EXCERPT PROVIDED:
..............................

In such a situation you may use ZipFile.jl in conjunction an an appropriate reader to read the files.
Here we first create a ZIP file and then read back its contents into a DataFrame
.
df1 = DataFrame(rand(1:10, 3, 4), :auto)
Row | x1 | x2 | x3 | x4 |
---|---|---|---|---|
Int64 | Int64 | Int64 | Int64 | |
1 | 6 | 2 | 7 | 9 |
2 | 4 | 10 | 8 | 9 |
3 | 5 | 8 | 4 | 2 |
df2 = DataFrame(rand(1:10, 3, 4), :auto)
Row | x1 | x2 | x3 | x4 |
---|---|---|---|---|
Int64 | Int64 | Int64 | Int64 | |
1 | 8 | 9 | 3 | 2 |
2 | 8 | 1 | 6 | 8 |
3 | 4 | 1 | 10 | 10 |
And we show yet another way to write a DataFrame
into a CSV file:
Writing a CSV file into the zip file
w = ZipFile.Writer("x.zip")

..............................

GIVEN INFORMATION:

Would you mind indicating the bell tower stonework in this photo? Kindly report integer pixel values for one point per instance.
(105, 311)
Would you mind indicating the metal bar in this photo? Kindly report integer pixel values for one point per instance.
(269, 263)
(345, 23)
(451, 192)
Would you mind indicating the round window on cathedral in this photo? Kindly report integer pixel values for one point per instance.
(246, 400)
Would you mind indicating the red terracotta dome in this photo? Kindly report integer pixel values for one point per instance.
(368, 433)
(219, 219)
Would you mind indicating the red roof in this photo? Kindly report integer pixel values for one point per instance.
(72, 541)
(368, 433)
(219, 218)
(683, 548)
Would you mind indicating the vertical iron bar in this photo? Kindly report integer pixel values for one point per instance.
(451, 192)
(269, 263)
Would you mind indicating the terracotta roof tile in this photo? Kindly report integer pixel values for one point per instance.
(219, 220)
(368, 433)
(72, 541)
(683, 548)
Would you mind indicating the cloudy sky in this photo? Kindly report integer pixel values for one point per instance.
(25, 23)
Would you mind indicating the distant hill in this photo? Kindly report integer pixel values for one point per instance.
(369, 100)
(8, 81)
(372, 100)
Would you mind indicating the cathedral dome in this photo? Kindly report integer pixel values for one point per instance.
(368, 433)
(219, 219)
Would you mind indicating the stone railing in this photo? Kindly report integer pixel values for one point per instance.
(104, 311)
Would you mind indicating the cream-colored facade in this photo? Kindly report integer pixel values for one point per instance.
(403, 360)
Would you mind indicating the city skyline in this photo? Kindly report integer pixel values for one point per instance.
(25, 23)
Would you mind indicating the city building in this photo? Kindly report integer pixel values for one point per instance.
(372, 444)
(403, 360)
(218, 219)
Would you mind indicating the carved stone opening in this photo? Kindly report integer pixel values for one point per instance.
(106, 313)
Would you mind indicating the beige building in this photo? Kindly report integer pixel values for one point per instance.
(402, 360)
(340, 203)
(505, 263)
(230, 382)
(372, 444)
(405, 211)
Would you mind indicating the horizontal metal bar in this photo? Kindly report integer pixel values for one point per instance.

..............................

GOAL 1:
According to the excerpt on ZIP files and DataFrames, which package can be used together with an appropriate reader to read files stored in a ZIP archive?
GOAL 2:
Carry on the excerpt about writing DataFrames into a ZIP file and reading them back, picking up right after its last line.

OUTPUT 1:
ZipFile.jl

OUTPUT 2:
f1 = ZipFile.addfile(w, "x1.csv")
write(f1, sprint(show, "text/csv", df1))
# write a second CSV file into zip file
f2 = ZipFile.addfile(w, "x2.csv", method=ZipFile.Deflate)
write(f2, sprint(show, "text/csv", df2))
close(w)
Now we read the compressed CSV file we have written:
z = ZipFile.Reader("x.zip");
# find the index index of file called x1.csv
index_xcsv = findfirst(x -> x.name == "x1.csv", z.files)
# to read the x1.csv file in the zip file
df1_2 = CSV.read(read(z.files[index_xcsv]), DataFrame)
Row | x1 | x2 | x3 | x4 |
---|---|---|---|---|
Int64 | Int64 | Int64 | Int64 | |
1 | 6 | 2 | 7 | 9 |
2 | 4 | 10 | 8 | 9 |
3 | 5 | 8 | 4 | 2 |
df1_2 == df1
true
# find the index index of file called x2.csv
index_xcsv = findfirst(x -> x.name == "x2.csv", z.files)
# to read the x2.csv file in the zip file
df2_2 = CSV.read(read(z.files[index_xcsv]), DataFrame)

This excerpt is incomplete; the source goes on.